### The exercise:
Copy every line of the records below word for word, leaving the pictures out.

Data items
○ ○ ○ ○ ○ ○ ○

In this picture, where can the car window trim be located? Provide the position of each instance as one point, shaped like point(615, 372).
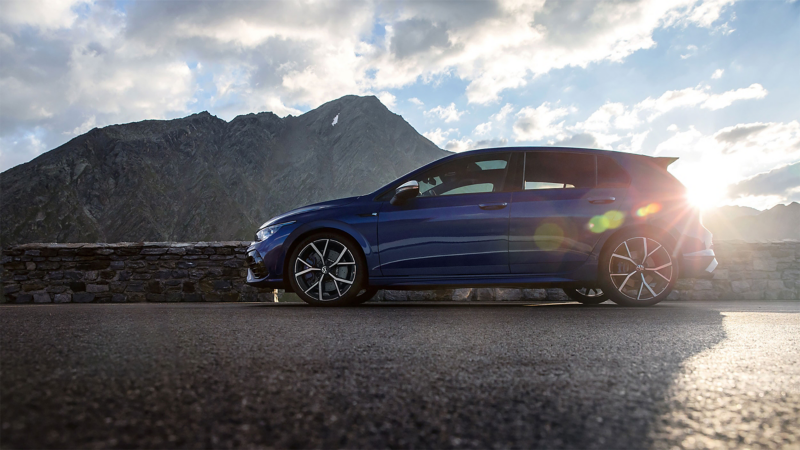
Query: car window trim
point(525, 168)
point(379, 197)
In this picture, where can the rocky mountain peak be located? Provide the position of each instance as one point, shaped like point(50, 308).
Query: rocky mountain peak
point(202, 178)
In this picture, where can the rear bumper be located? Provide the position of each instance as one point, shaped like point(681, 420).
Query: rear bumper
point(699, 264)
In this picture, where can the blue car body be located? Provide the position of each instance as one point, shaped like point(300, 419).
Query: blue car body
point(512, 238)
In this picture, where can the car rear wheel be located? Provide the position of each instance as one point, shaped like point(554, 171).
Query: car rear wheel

○ ○ ○ ○ ○ ○ ○

### Worked answer:
In this picture, where can the car window trim be located? Provide the position of each instance as one point, shaped like point(615, 372).
Query: car window trim
point(525, 168)
point(379, 197)
In this picture, where can the rocky mountain peak be located? Provide the position of each instance as one point, shaped like point(50, 308).
Query: rocky mountain peak
point(202, 178)
In this picture, where can the rear bumper be located? Provide the position of each instance as one point, shaped like point(681, 420).
Query: rear bumper
point(699, 264)
In this picture, where can the blue car body be located? Provide the position of each instance as one point, shaped like point(300, 419).
Query: blue car body
point(512, 238)
In this picture, where can the car rear wheel be located? Provide the position of each instance as one point, shaped like point(554, 171).
Query: car rear wheel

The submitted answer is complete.